Dataset records
^^^^^^^^^^^^^^^^

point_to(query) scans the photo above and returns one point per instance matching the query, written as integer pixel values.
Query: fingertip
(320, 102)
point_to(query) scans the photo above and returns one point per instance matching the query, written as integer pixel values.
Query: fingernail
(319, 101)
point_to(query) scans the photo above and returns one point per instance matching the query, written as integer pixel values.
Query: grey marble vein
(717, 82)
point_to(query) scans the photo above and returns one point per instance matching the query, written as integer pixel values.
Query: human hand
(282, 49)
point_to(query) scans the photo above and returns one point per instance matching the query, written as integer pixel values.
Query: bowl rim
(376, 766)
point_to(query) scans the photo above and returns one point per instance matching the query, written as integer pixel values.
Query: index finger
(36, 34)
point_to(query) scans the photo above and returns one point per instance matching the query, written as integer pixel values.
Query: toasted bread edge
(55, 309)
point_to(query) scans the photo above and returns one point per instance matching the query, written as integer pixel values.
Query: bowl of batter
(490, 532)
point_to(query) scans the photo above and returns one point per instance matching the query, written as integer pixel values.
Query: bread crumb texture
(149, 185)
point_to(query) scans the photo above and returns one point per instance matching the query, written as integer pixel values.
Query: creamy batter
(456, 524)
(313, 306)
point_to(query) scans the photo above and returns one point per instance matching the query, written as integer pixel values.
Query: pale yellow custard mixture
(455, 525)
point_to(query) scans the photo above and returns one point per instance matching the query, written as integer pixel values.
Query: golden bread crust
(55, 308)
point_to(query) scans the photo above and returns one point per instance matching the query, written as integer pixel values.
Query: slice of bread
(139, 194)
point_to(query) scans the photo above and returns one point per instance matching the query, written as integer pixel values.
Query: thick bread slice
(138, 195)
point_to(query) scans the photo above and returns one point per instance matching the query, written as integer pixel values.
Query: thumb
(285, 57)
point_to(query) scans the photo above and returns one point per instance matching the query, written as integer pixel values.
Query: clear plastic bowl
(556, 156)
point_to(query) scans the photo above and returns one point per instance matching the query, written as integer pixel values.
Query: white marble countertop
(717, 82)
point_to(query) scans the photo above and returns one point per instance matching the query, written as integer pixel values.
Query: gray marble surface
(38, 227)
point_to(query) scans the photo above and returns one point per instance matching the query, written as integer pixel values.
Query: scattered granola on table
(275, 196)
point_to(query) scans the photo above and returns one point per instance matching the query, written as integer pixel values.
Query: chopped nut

^^^^^^^^^^^^^^^^

Problem to work on: What this exercise asks for is an exact copy of all the records.

Expected answer:
point_to(query) scans the photo above and returns one point per instance matching the query, written as integer pixel values.
Query: fingertip
(320, 102)
point_to(query) scans the photo above and returns one point per instance matching the query, written as integer pixel values.
Query: fingernail
(319, 101)
point_to(query) scans the photo above and returns one point per instance matching the query, written as integer pixel values.
Query: grey marble vein
(717, 82)
point_to(query) scans the photo above and returns one point per instance matching the query, written as integer pixel values.
Query: human hand
(282, 49)
point_to(query) scans the photo above and returns one point per instance matching the query, written as integer pixel values.
Query: bowl rim
(376, 766)
point_to(query) scans the photo above and returns one point per instance matching the query, written as integer pixel values.
Query: index finger
(36, 34)
point_to(query) scans the photo above and returns one point per instance matching the query, written as integer pixel values.
Query: toasted bread edge
(55, 309)
point_to(query) scans the photo above and returns one point per instance matching the query, written as integer pixel values.
Query: bowl of batter
(490, 532)
point_to(query) scans the photo above and returns one point per instance matching the query, written as integer pixel values.
Query: bread crumb texture
(149, 185)
point_to(query) scans the photo above and returns one point per instance matching the query, written as integer pixel values.
Query: creamy batter
(456, 524)
(313, 306)
point_to(query) scans the photo above and returns one point per instance matching the query, written as integer pixel values.
Query: pale yellow custard mixture
(455, 525)
point_to(query) scans the photo above and returns one point per instance matching the query, written as integer pixel values.
Query: golden bread crust
(55, 308)
point_to(query) scans the photo above and returns one point per instance matching the query, written as integer pixel values.
Query: slice of bread
(139, 194)
point_to(query) scans the photo above and returns one point per instance matching the query, written as integer pixel values.
Query: thick bread slice
(138, 195)
point_to(query) scans the photo above and returns one point per instance matching the query, written as integer pixel values.
Query: thumb
(285, 57)
point_to(query) scans the photo above and returns one point per instance matching the query, written as integer pixel values.
Query: clear plastic bowl
(556, 156)
point_to(query) scans the photo above and returns one point per instance matching the query, written as integer pixel values.
Query: white marble countertop
(717, 82)
point_to(query) scans the photo above and returns one point per instance matching the query, written as integer pixel values.
Query: gray marble surface
(38, 227)
point_to(query) scans the photo above and returns one point per instance matching the query, written as integer pixel values.
Query: scattered granola on table
(275, 196)
point_to(query) scans the photo above and returns one point per instance matching the query, written as integer pixel values.
Query: chopped nut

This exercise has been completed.